*Text shown:*
Cerebrospinal Fluid Correlates Of L-Asparaginase-Related Thrombotic Events

Thrombosis is a well-described complication of L-asparaginase (asp) treatment in patients with acute lymphoblastic leukemia (ALL), with an incidence of 5-10%. Although asp-associated thrombi can occur anywhere, most are venous and 50% of venous thromboses occur in the central nervous system (CNS); 18% of these are associated with cerebral infarction or stroke. Ninety percent of thrombotic events occur early in the treatment of ALL, during induction and consolidation, consistent with the predominant use of asp during these phases of therapy. Morbidity and mortality have been reported in as many as 50% of patients. Although the mechanism by which asp causes thromboses is thought to be inhibition of protein synthesis resulting in decreased levels of plasma coagulation factors, specific patterns of plasma coagulation factors (including decreases in antithrombotic proteins such as ATIII, protein S, C, and components of the fibrinolytic pathway) have not been good predictors of thrombosis. Risk factors for CNS thrombosis include older age at diagnosis and high risk (HR) disease. Although quantification of proteins in the cerebrospinal fluid (CSF) has been used to identify markers of other diseases, CSF proteomics has not been studied in ALL. We hypothesize that changes in some proteins in the CSF will occur after asp, will be more prominent in patients on HR ALL protocols than in those on standard risk (SR) protocols, and will anticipate CNS thrombosis. In this study, we pilot feasibility and describe serial proteomic analysis of CSF in newly diagnosed patients with ALL or lymphoblastic lymphoma (LL).

Sequential patients, ages 0-30 years, with B-cell ALL, T-cell ALL, or LL diagnosed August 2012-August 2013 at the University of North Carolina and treated according to risk stratified Children’s Oncology Group protocols and the US Intergroup C10403 protocol for adolescents and young adults were offered participation. All patients were on a treatment protocol which utilized PEG-asp on Day 4 of therapy. Following consent approved by our Institutional Review Board, 1 mL of CSF was collected at the time of scheduled lumbar punctures (LP) on Days 0, 8, and 29 of induction. Samples were centrifuged at 1500rpm for 10 minutes within an hour of LP, stored in 50mcL aliquots at -80⁰C. and transported on dry ice to the Duke Proteomics Core Facility. Because of cost ($1000/sample), 5 patients (15 samples) were selected for initial study, including the one patient who had a CNS thrombosis on day 22 of consolidation. Thawed batched duplicate samples were immunodepleted using a MARS-14 LC column (Agilent) and Agilent 1000 HPLC to remove high abundance plasma proteins, and quantitative MS analysis was performed in a label-free fashion using one-dimensional liquid-chromatography tandem mass spectrometry on a Synapt G2 HDMS system (Waters Corporation). Data Analysis was performed in Rosetta Elucidator v3.3 (Rosetta Biosoftware).

Samples were obtained on each of 22 patients (11 male, 11 female). Characteristics of the 5 patient samples set chosen for analysis are shown in Table 1. 636 proteins were identifiable in each sample including several that have potential roles in coagulation. Thirteen proteins met a cut-off of ±1.5-fold change and p<0.05 for unpaired t-test for differential expression, including ADAMTS9, actin, protein Z-dependent protease inhibitor, SERPINA5 and SERPIND1.

In the comparative analysis between the 4 patient sample sets and our index case with clot (subject 13), 28 proteins were differentially expressed in subject 13, on days 8 and 29, including lower levels of anti-thrombin III and plasminogen.

CSF proteomic analysis appears to be feasible and reproducible. These preliminary data suggest that sequential changes in CSF ATIII and plasminogen may predict CNS thrombosis. Reduced assay costs may be possible by targeting proteins of interest for analysis.

No relevant conflicts of interest to declare.

*Supplied material:*
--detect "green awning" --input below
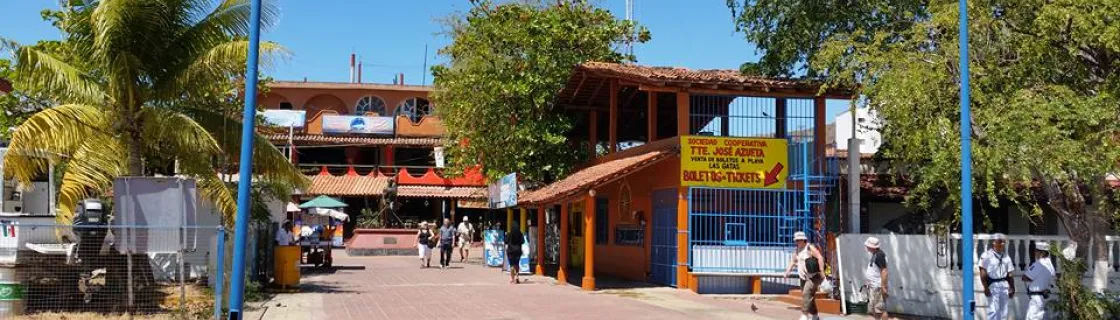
[299,196,346,209]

*Action item:* List every protein that the abstract on L-asparaginase-related thrombosis names among those meeting the ±1.5-fold change and p<0.05 cut-off.

*Written solution:* ADAMTS9, actin, protein Z-dependent protease inhibitor, SERPINA5, SERPIND1